### TASK BRIEF:
Please find each line in the entries below that contains the string "segment" and copy it out in full, treating uppercase and lowercase as different.

### EXERCISE MATERIALS:
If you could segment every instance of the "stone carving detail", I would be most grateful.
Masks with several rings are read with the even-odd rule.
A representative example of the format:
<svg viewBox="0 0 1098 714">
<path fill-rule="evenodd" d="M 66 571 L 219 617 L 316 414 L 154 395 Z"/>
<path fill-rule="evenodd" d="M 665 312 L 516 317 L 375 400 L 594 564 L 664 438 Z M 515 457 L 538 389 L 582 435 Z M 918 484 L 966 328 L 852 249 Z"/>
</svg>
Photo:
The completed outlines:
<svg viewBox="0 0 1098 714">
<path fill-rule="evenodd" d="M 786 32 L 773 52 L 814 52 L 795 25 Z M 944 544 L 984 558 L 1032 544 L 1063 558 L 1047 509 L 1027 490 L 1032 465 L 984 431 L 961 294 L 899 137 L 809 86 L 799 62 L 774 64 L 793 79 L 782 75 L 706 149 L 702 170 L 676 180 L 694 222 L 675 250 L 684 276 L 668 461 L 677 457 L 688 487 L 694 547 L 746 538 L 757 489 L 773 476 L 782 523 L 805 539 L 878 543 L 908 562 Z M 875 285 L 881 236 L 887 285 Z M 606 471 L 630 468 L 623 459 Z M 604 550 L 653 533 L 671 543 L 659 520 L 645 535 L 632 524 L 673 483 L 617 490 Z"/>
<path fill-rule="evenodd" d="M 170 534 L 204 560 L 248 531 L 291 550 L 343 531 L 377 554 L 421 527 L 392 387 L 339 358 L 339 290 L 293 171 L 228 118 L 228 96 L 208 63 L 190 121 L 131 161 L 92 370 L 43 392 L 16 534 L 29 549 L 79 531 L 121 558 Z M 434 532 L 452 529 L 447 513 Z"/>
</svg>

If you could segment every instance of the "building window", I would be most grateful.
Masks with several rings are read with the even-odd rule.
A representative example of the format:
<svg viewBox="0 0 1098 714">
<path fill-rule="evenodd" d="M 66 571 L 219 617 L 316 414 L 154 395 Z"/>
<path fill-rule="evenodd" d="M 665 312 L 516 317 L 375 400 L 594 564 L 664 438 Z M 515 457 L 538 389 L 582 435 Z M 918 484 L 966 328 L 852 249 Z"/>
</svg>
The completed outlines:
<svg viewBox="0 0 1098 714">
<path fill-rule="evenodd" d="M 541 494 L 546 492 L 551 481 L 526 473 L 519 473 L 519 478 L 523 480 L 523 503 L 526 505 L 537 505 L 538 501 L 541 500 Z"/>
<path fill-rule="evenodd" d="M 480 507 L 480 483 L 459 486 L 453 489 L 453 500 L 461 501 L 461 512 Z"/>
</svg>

### ANSWER BELOW:
If you could segment every instance of the "stone carving detail", I would be most grateful.
If you could segment every instance of the "building window", I would be most grateful.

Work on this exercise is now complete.